Nothing but the lines from the one containing "Would you point out the shallow" to the final line of the entries should appear, copied exactly and without pictures.

PROVIDED DATA Start Marker

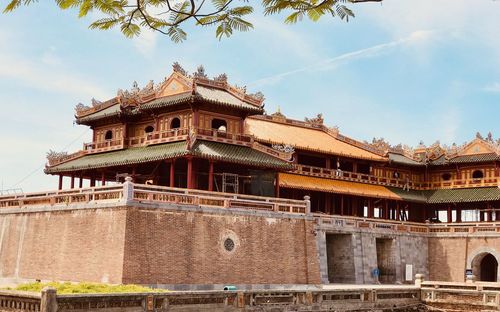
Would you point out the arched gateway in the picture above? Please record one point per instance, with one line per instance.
(485, 267)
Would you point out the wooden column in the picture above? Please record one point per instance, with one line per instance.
(341, 205)
(398, 212)
(190, 173)
(210, 175)
(196, 118)
(172, 173)
(277, 186)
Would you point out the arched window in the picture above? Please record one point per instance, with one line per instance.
(477, 174)
(108, 135)
(219, 124)
(175, 123)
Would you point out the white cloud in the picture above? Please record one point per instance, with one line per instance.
(49, 75)
(146, 42)
(493, 87)
(332, 63)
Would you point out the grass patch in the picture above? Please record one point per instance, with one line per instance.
(85, 288)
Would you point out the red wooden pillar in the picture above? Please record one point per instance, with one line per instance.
(210, 175)
(398, 212)
(172, 173)
(341, 205)
(196, 118)
(190, 173)
(277, 186)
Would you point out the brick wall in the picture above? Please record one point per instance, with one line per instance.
(340, 255)
(187, 247)
(449, 256)
(79, 245)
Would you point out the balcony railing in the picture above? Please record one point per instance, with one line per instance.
(129, 193)
(371, 179)
(172, 135)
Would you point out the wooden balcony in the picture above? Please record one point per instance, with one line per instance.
(129, 193)
(159, 137)
(371, 179)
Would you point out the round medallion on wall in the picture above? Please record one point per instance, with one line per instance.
(229, 242)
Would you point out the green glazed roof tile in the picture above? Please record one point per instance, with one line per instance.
(238, 154)
(205, 149)
(468, 195)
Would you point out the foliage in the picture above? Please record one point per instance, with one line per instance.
(167, 16)
(84, 288)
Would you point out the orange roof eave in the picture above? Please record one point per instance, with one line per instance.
(295, 181)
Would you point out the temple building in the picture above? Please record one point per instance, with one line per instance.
(199, 133)
(190, 184)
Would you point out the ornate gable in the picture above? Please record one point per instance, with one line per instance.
(476, 146)
(175, 84)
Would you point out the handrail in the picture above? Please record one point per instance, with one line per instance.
(395, 182)
(129, 192)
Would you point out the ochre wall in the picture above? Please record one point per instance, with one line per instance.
(165, 247)
(448, 256)
(79, 245)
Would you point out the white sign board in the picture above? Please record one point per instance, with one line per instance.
(409, 272)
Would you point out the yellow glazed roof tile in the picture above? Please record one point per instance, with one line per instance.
(304, 138)
(334, 186)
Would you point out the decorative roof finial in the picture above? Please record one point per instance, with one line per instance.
(178, 69)
(200, 72)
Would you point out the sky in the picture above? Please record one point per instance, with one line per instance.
(404, 70)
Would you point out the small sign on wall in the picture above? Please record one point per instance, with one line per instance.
(409, 273)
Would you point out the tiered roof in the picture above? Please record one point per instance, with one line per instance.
(179, 88)
(308, 135)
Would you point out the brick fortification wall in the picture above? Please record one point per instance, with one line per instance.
(157, 246)
(165, 247)
(450, 256)
(79, 245)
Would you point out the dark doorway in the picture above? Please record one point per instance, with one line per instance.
(340, 258)
(386, 261)
(489, 268)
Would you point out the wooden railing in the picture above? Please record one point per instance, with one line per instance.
(172, 135)
(149, 193)
(366, 223)
(453, 296)
(441, 229)
(100, 194)
(129, 193)
(107, 145)
(464, 228)
(401, 183)
(353, 176)
(19, 301)
(463, 183)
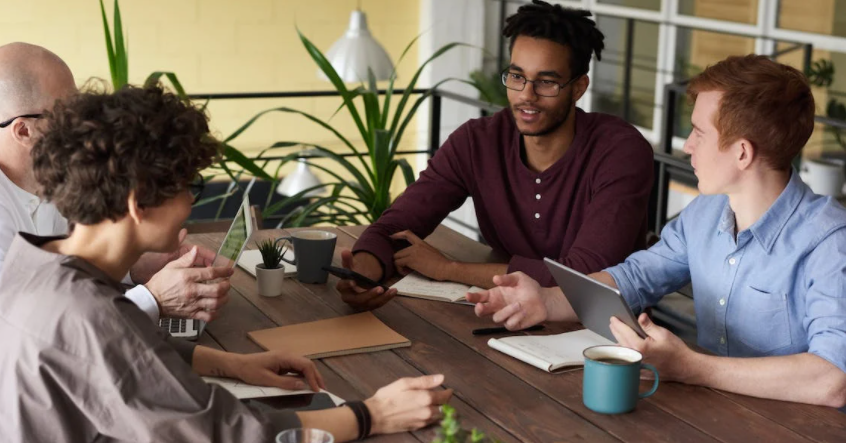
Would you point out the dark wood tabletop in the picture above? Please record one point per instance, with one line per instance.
(500, 395)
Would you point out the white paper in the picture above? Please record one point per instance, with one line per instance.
(550, 352)
(243, 390)
(416, 285)
(249, 260)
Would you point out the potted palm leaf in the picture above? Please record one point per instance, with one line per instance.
(270, 273)
(359, 190)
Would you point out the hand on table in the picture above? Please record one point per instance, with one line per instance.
(185, 291)
(516, 301)
(356, 296)
(421, 257)
(661, 348)
(269, 369)
(407, 404)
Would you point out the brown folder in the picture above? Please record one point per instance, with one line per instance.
(351, 334)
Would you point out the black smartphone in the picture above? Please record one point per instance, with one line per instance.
(301, 402)
(359, 279)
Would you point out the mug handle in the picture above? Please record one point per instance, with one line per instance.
(288, 239)
(654, 385)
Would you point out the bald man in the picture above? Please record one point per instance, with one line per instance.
(31, 80)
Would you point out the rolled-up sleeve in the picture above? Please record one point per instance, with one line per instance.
(646, 276)
(825, 302)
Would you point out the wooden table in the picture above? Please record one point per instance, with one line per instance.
(496, 393)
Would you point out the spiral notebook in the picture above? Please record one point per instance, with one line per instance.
(552, 353)
(351, 334)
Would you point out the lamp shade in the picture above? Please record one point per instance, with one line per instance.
(356, 51)
(299, 180)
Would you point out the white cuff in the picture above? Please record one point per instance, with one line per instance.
(144, 299)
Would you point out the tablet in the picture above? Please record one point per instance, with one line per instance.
(594, 302)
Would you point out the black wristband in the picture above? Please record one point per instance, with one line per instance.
(362, 416)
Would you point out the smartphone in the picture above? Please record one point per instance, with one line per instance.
(302, 402)
(346, 274)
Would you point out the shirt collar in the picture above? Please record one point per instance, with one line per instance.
(769, 226)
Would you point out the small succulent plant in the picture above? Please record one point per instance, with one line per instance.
(271, 253)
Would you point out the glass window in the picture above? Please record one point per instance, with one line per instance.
(608, 78)
(740, 11)
(654, 5)
(696, 50)
(818, 16)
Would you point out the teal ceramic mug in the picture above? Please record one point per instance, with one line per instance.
(612, 379)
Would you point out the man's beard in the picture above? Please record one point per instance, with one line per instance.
(556, 122)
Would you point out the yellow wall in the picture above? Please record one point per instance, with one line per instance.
(220, 46)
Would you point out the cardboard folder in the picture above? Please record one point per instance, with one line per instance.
(351, 334)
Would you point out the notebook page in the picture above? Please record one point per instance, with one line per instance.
(416, 285)
(549, 352)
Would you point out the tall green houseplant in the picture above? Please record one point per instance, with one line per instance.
(364, 197)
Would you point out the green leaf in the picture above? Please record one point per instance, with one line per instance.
(110, 51)
(120, 50)
(335, 79)
(410, 86)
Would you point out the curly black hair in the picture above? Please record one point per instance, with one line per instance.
(567, 26)
(97, 147)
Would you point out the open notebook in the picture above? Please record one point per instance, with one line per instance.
(249, 260)
(351, 334)
(550, 352)
(416, 285)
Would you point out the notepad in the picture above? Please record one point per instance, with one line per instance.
(550, 352)
(243, 391)
(418, 286)
(249, 260)
(351, 334)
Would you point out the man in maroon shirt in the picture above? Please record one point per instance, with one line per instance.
(546, 178)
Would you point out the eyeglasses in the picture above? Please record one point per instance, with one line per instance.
(196, 187)
(543, 88)
(9, 121)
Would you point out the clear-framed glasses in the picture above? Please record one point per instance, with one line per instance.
(9, 121)
(544, 88)
(196, 187)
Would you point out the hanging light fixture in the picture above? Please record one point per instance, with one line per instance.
(299, 180)
(357, 51)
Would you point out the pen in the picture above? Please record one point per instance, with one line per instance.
(502, 329)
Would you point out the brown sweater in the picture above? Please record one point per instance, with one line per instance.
(587, 211)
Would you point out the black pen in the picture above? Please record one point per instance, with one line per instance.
(502, 329)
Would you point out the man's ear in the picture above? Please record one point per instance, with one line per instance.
(746, 153)
(136, 213)
(580, 87)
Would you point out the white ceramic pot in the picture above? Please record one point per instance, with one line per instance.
(270, 280)
(824, 176)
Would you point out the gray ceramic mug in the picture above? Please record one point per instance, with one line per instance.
(313, 249)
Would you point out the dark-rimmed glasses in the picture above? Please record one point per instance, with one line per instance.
(9, 121)
(543, 88)
(196, 188)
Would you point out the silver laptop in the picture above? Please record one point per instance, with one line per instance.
(236, 239)
(594, 303)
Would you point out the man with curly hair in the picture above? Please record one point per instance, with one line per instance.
(93, 368)
(546, 178)
(31, 80)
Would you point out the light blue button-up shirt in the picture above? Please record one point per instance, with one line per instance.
(779, 288)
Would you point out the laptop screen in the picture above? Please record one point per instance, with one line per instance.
(236, 238)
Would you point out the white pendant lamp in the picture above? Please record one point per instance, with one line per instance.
(356, 51)
(299, 180)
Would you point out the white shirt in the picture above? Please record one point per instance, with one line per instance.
(25, 212)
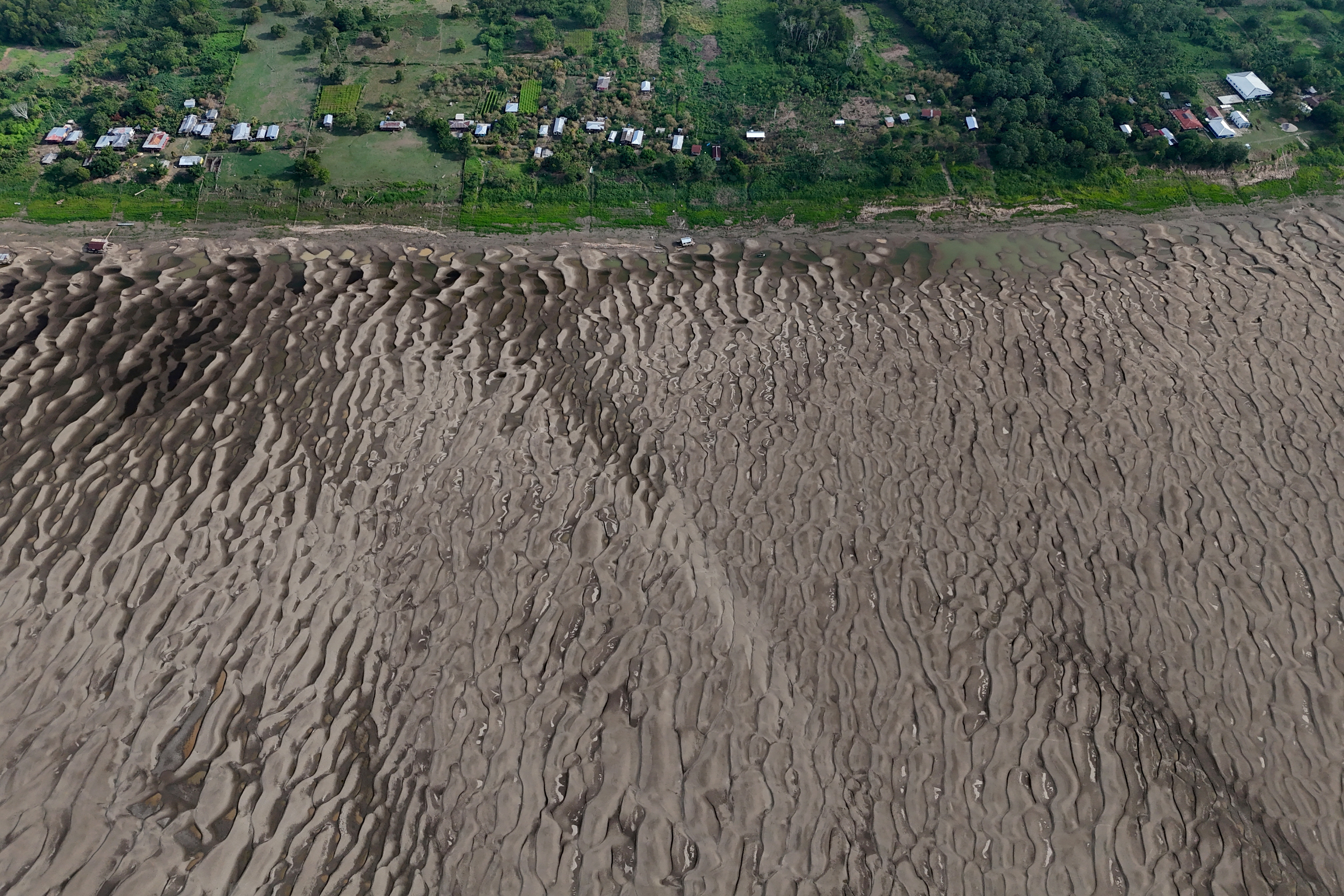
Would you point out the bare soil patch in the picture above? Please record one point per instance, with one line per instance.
(865, 111)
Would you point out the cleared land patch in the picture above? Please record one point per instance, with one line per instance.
(339, 99)
(275, 81)
(385, 158)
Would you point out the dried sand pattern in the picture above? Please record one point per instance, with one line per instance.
(1006, 566)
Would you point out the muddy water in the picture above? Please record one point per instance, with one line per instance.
(1003, 566)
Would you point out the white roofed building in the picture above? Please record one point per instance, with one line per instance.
(1249, 85)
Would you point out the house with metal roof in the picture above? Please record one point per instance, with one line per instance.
(1186, 119)
(1249, 86)
(156, 142)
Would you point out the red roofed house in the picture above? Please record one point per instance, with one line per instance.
(1187, 120)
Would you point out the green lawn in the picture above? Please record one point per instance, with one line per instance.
(275, 82)
(385, 158)
(49, 62)
(273, 164)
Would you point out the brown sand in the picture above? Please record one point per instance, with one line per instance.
(996, 566)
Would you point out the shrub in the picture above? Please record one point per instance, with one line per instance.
(69, 172)
(105, 164)
(543, 33)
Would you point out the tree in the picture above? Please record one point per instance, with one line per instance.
(105, 164)
(543, 33)
(68, 172)
(1330, 113)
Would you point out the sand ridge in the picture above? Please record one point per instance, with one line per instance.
(998, 565)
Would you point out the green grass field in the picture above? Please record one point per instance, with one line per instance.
(529, 95)
(275, 82)
(49, 62)
(385, 158)
(272, 164)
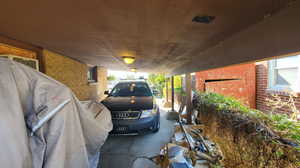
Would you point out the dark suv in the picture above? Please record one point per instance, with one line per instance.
(133, 108)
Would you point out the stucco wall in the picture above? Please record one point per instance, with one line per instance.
(74, 75)
(237, 81)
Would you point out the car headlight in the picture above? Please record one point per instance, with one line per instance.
(149, 113)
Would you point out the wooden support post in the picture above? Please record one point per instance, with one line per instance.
(167, 90)
(173, 96)
(188, 84)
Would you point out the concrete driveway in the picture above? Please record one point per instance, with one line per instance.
(122, 151)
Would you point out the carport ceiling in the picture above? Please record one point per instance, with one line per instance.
(159, 33)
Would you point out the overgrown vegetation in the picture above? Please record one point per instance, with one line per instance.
(158, 81)
(283, 125)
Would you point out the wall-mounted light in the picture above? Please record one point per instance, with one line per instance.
(133, 69)
(128, 59)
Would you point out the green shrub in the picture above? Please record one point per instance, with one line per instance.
(279, 123)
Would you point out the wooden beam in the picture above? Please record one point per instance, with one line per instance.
(275, 36)
(188, 84)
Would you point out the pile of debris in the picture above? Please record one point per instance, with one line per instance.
(188, 149)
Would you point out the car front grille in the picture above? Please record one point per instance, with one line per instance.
(125, 114)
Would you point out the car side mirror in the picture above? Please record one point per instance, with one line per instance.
(106, 92)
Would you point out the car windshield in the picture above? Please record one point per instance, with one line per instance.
(138, 89)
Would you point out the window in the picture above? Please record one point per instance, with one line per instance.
(284, 74)
(92, 74)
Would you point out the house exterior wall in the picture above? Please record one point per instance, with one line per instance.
(237, 81)
(11, 50)
(262, 91)
(74, 75)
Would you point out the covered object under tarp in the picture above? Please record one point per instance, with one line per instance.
(70, 138)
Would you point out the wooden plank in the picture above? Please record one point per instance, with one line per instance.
(173, 96)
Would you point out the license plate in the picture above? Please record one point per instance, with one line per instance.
(121, 129)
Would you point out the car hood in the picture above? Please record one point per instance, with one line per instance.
(128, 103)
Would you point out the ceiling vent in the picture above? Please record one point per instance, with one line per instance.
(204, 19)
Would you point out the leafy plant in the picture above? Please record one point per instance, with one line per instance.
(283, 124)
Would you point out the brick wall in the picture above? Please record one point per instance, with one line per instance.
(74, 75)
(262, 91)
(237, 81)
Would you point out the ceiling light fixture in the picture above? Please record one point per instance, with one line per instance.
(128, 59)
(133, 69)
(203, 19)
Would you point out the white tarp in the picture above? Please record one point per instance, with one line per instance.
(70, 139)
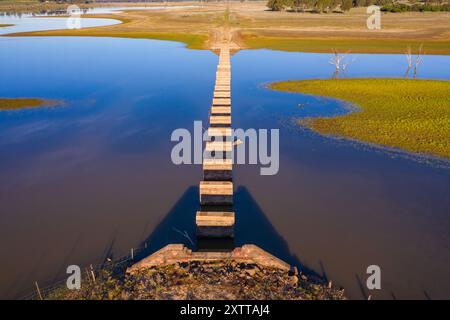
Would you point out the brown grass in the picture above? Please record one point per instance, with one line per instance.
(253, 27)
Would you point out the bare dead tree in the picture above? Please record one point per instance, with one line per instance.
(336, 61)
(418, 60)
(340, 62)
(408, 60)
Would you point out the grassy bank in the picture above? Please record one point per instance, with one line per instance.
(138, 25)
(257, 41)
(253, 27)
(201, 281)
(17, 103)
(413, 115)
(192, 41)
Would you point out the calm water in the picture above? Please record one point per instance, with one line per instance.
(94, 177)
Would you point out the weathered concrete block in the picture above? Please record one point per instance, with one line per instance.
(215, 224)
(216, 193)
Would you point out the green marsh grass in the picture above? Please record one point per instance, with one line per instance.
(413, 115)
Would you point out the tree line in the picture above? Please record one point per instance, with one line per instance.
(345, 5)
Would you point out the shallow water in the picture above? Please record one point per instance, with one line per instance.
(94, 176)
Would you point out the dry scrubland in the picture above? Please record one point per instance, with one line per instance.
(253, 26)
(18, 103)
(410, 114)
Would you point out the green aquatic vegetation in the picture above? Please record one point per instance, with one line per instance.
(413, 115)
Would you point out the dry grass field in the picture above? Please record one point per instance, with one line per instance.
(252, 26)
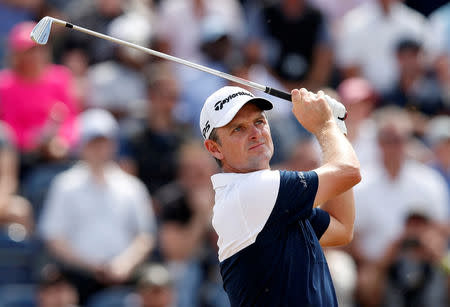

PROVIDED DATA End Marker

RESULT OF THE EXERCISE:
Would you point out the shallow water in the picture above? Please record one point per instance, with one line per instance.
(94, 176)
Would you point out the dry scrubland in the picture above? Please record one point per instance, with one line per instance.
(253, 26)
(18, 103)
(410, 114)
Would you point out the green aquatic vegetation in the picture above? Please record one point per instance, with one line per instance.
(413, 115)
Would you point out the dry grass field in the picture above? Please record one point per instance, with one line per instance.
(252, 26)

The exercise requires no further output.